» DOCUMENT SECTION
>>>
Source | www.scientificamerican.com | David H. Rosmarin
In the early days of the pandemic, economist Jeanet Bentzen of the University of Copenhagen examined Google searches for the word “prayer” in 95 countries. She identified that they hit an all-time global high in March 2020, and increases occurred in lockstep with the number of COVID-19 cases identified in each country. Stateside, according to the Pew Research Center, 55 percent of Americans prayed to end the spread of the novel coronavirus in March 2020, and nearly one quarter reported that their faith increased the following month, despite limited access to houses of worship.
These are not just interesting sociological trends—they are clinically significant. Spirituality has historically been dismissed by psychiatrists, but results from a pilot program at McLean Hospital in Massachusetts indicate that attention to it is a critical aspect of mental health care.
In 2017 my multidisciplinary team of mental health clinicians, researchers and chaplains created Spiritual Psychotherapy for Inpatient, Residential and Intensive Treatment (SPIRIT), a flexible and spiritually integrated form of cognitive-behavioral therapy. We subsequently trained a cadre of more than 20 clinicians, stationed on 10 different clinical units throughout McLean Hospital, to deliver SPIRIT and evaluated the approach. Since 2017, SPIRIT has been delivered to more than 5,000 people. Our results suggest that spiritual psychotherapy is not only feasible but highly desired by patients.
In the past year, American mental health sank to the lowest point in history: Incidence of mental disorders increased by 50 percent, compared with before the pandemic, alcohol and other substance abuse surged, and young adults were more than twice as likely to seriously consider suicide than they were in 2018.
<<<
» GIVEN DATA
>>>
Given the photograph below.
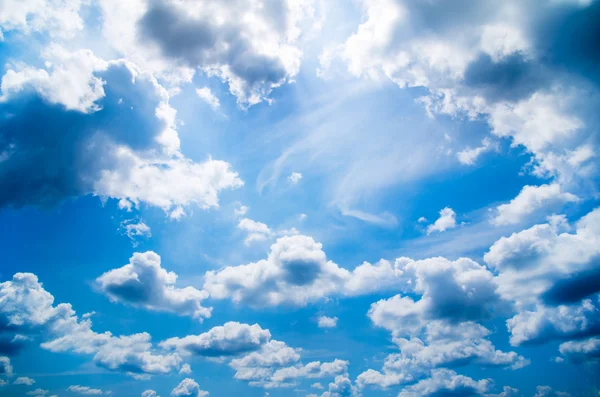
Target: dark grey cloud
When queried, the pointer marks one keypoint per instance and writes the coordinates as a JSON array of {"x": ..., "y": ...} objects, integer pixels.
[{"x": 61, "y": 152}]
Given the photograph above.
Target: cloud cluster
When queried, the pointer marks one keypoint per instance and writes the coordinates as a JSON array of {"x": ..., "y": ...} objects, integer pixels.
[
  {"x": 102, "y": 128},
  {"x": 532, "y": 79},
  {"x": 145, "y": 283},
  {"x": 251, "y": 47},
  {"x": 25, "y": 306}
]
<<<
» YOUR OBJECTIVE
List each distinct year mentioned in the article on spirituality and mental health. The rows have nothing to do with the article on spirituality and mental health.

» ANSWER FOR THE TASK
2020, 2017, 2018